**RECORDS SHOWN**
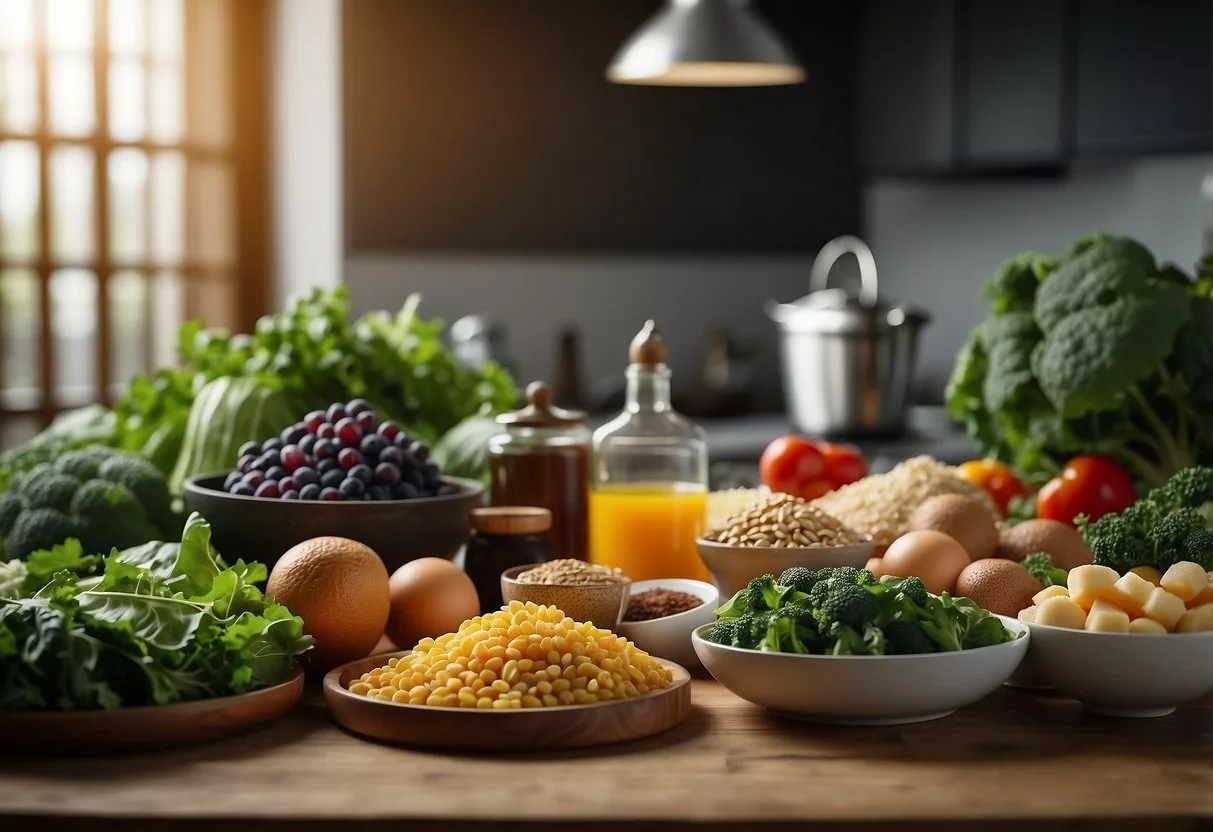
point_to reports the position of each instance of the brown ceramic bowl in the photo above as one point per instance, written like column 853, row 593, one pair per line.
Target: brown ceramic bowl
column 601, row 603
column 398, row 530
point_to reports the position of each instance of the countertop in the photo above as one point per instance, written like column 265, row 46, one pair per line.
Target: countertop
column 1017, row 761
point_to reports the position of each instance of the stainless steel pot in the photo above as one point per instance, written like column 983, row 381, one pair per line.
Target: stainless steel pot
column 848, row 362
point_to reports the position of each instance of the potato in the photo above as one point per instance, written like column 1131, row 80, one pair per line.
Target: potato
column 1049, row 592
column 1059, row 611
column 1131, row 593
column 1148, row 573
column 1184, row 580
column 1146, row 627
column 1091, row 582
column 1165, row 608
column 1106, row 617
column 1196, row 620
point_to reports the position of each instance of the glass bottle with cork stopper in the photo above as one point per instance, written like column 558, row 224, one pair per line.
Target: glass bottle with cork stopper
column 648, row 485
column 542, row 459
column 505, row 537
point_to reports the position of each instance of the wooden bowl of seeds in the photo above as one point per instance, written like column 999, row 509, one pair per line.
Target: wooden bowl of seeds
column 775, row 534
column 582, row 591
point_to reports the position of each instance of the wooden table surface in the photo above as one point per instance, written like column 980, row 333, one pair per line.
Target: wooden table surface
column 1017, row 761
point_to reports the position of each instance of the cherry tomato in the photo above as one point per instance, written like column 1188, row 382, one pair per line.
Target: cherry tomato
column 996, row 478
column 1091, row 485
column 844, row 465
column 793, row 465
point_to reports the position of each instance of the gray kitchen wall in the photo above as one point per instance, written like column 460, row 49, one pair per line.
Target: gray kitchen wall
column 937, row 241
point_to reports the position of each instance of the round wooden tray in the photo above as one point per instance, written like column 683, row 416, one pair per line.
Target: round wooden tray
column 531, row 729
column 151, row 727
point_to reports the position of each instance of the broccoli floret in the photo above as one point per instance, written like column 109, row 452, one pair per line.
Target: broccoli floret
column 848, row 605
column 148, row 485
column 10, row 509
column 51, row 491
column 762, row 593
column 39, row 529
column 906, row 638
column 798, row 577
column 722, row 632
column 1040, row 565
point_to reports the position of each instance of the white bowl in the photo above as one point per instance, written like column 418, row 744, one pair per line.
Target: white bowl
column 732, row 566
column 1125, row 674
column 670, row 637
column 864, row 690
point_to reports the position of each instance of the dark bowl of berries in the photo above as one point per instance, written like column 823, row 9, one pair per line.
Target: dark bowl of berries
column 341, row 472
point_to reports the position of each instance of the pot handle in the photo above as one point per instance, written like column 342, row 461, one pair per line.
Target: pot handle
column 819, row 277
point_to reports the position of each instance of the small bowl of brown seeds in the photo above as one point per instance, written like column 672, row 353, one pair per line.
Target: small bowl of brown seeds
column 774, row 534
column 586, row 592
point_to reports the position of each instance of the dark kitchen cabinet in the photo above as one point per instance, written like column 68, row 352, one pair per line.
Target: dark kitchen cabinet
column 979, row 86
column 1143, row 77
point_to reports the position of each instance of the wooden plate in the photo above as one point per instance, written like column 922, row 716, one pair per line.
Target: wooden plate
column 531, row 729
column 151, row 727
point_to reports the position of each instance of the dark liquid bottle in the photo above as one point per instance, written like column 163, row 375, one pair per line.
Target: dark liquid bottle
column 505, row 537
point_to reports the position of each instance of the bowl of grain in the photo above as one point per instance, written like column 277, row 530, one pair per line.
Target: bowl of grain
column 582, row 591
column 774, row 534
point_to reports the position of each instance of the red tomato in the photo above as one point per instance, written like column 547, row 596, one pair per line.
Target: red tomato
column 793, row 465
column 1091, row 485
column 996, row 478
column 844, row 465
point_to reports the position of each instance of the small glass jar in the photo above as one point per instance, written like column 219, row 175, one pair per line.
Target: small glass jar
column 542, row 459
column 505, row 537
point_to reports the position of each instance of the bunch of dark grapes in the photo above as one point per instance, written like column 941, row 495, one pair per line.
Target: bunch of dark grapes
column 343, row 452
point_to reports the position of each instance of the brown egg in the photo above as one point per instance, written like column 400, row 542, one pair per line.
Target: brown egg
column 962, row 518
column 430, row 597
column 1058, row 540
column 1000, row 586
column 934, row 557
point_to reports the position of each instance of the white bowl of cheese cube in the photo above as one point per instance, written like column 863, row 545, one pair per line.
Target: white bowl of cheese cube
column 1126, row 645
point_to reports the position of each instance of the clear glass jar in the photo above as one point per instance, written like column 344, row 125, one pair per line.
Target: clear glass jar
column 648, row 488
column 541, row 457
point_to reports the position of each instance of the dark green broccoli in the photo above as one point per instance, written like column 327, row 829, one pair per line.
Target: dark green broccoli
column 125, row 503
column 1040, row 565
column 906, row 638
column 798, row 577
column 848, row 605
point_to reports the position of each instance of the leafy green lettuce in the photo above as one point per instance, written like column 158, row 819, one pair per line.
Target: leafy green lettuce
column 164, row 622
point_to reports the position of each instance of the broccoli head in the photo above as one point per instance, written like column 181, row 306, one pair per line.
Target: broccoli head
column 798, row 577
column 907, row 638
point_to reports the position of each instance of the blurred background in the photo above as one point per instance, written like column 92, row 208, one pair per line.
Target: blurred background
column 174, row 159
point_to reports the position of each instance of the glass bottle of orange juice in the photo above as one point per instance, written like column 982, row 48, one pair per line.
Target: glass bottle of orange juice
column 648, row 478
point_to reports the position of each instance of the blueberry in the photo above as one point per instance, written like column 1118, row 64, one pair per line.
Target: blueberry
column 292, row 434
column 420, row 450
column 352, row 488
column 392, row 455
column 372, row 445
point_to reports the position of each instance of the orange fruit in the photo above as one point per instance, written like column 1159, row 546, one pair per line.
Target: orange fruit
column 340, row 588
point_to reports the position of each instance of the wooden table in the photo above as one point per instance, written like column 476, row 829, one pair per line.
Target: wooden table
column 1018, row 761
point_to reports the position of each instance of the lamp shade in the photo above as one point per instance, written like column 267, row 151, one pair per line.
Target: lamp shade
column 705, row 43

**TO DO**
Put every line of the records, from the line containing "48, one pair per line." through the end of the records, into a Markdown table with two columns: No. for a running row number and Line for the line itself. Leave out blank lines.

**REPLY TO THE TASK**
| No. | Line |
|---|---|
| 1 | point_to reports the position of each instance of the glass bottle of orange juice in the photo above as one point per instance, written like column 982, row 48, one pair per line. |
| 2 | Target: glass bottle of orange juice |
| 3 | column 648, row 478 |
| 4 | point_to reports the position of each instance of the blueberry in the photo above as one point per instance, written like column 1118, row 64, one pair per line. |
| 5 | Target: blueberry |
| 6 | column 292, row 434 |
| 7 | column 420, row 450 |
| 8 | column 352, row 488 |
| 9 | column 392, row 455 |
| 10 | column 372, row 445 |
| 11 | point_to reports the position of each instance of the orange fruit in the photo above as one point per instance, written like column 1159, row 546, one pair per line. |
| 12 | Target: orange fruit |
| 13 | column 340, row 588 |
| 14 | point_to reports the position of each instance of the wooden table in the photo above as one point per instance, written like column 476, row 829, one pair per line. |
| 15 | Target: wooden table |
| 16 | column 1018, row 761 |
| 17 | point_to reports the position of each instance of the lamp shade in the photo above as one point per instance, written like column 267, row 151, one pair per line. |
| 18 | Target: lamp shade |
| 19 | column 705, row 43 |